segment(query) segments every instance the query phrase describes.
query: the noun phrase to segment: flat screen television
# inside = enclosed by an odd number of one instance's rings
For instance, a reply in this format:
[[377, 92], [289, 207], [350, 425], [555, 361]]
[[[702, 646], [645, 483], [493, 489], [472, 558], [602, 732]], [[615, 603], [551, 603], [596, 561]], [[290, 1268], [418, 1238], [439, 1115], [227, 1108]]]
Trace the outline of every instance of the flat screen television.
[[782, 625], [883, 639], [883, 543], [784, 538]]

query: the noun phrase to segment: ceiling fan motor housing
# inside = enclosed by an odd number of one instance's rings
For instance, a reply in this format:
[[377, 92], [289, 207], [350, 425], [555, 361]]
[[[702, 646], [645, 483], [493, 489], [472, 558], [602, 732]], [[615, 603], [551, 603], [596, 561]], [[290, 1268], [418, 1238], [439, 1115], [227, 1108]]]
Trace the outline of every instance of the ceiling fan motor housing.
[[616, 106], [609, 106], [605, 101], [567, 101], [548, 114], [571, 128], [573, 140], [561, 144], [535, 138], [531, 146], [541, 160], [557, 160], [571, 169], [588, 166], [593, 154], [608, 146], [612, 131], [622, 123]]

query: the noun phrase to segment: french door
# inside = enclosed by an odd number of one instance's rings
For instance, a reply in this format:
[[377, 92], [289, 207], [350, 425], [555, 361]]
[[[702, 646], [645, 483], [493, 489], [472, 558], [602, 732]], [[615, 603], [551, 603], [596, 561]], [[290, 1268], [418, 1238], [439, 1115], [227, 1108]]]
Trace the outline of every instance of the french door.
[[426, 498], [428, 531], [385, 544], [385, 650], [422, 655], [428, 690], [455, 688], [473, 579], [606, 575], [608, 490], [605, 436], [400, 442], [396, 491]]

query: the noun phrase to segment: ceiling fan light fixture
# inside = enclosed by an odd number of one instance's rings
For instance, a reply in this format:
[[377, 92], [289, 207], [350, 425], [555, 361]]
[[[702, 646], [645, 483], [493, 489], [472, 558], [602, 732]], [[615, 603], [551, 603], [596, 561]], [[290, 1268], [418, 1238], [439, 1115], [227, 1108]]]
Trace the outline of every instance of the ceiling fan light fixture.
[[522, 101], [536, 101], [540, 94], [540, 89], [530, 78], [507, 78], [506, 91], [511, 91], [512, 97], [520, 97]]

● The exercise
Copy out all of the rows above word for word, keeping every line and number unchanged.

● Solution to this problem
segment(query) segments every instance the query phrase describes.
query: the noun phrase to segment: flat screen television
# inside = enclosed by an odd number of one instance's rings
For instance, a reply in this format:
[[377, 92], [289, 207], [350, 425], [555, 361]]
[[[702, 646], [645, 483], [493, 489], [472, 558], [602, 732]], [[615, 603], [551, 603], [596, 561]], [[290, 1268], [418, 1238], [439, 1115], [227, 1108]]]
Trace the outline of every instance of the flat screen television.
[[782, 625], [883, 639], [883, 543], [784, 538]]

query: the noun phrase to segment: ceiling fan motor housing
# inside = enclosed by an odd number of one instance's rings
For instance, a reply in this format:
[[377, 92], [289, 207], [350, 425], [555, 361]]
[[[702, 646], [645, 483], [493, 489], [472, 558], [602, 732]], [[615, 603], [551, 603], [596, 561]], [[290, 1268], [418, 1238], [439, 1115], [227, 1108]]]
Trace the outline of every instance of the ceiling fan motor housing.
[[616, 106], [609, 106], [605, 101], [567, 101], [548, 114], [571, 128], [573, 140], [561, 144], [535, 138], [531, 146], [541, 160], [557, 160], [571, 169], [588, 166], [593, 154], [608, 146], [612, 131], [622, 123]]

query: the noun phrase to segment: french door
# inside = enclosed by an odd number of one instance's rings
For instance, a reply in this format:
[[377, 92], [289, 207], [350, 425], [555, 361]]
[[[702, 646], [645, 483], [493, 489], [472, 558], [602, 732]], [[615, 603], [551, 603], [596, 561]], [[290, 1268], [418, 1238], [439, 1115], [227, 1108]]]
Trace the outline of every instance of the french door.
[[426, 498], [428, 531], [385, 544], [385, 650], [422, 655], [428, 690], [455, 688], [473, 579], [606, 575], [608, 490], [605, 436], [400, 442], [396, 491]]

query: the noun phrase to segment: ceiling fan light fixture
# inside = enclosed by an odd number of one instance's rings
For instance, a reply in this format:
[[377, 92], [289, 207], [350, 425], [555, 361]]
[[[702, 646], [645, 483], [493, 489], [472, 558], [602, 732]], [[615, 603], [551, 603], [596, 561]], [[290, 1268], [418, 1238], [439, 1115], [227, 1108]]]
Trace the outline of every instance of the ceiling fan light fixture.
[[522, 101], [536, 101], [540, 94], [540, 89], [530, 78], [507, 78], [506, 91], [511, 91], [512, 97], [520, 97]]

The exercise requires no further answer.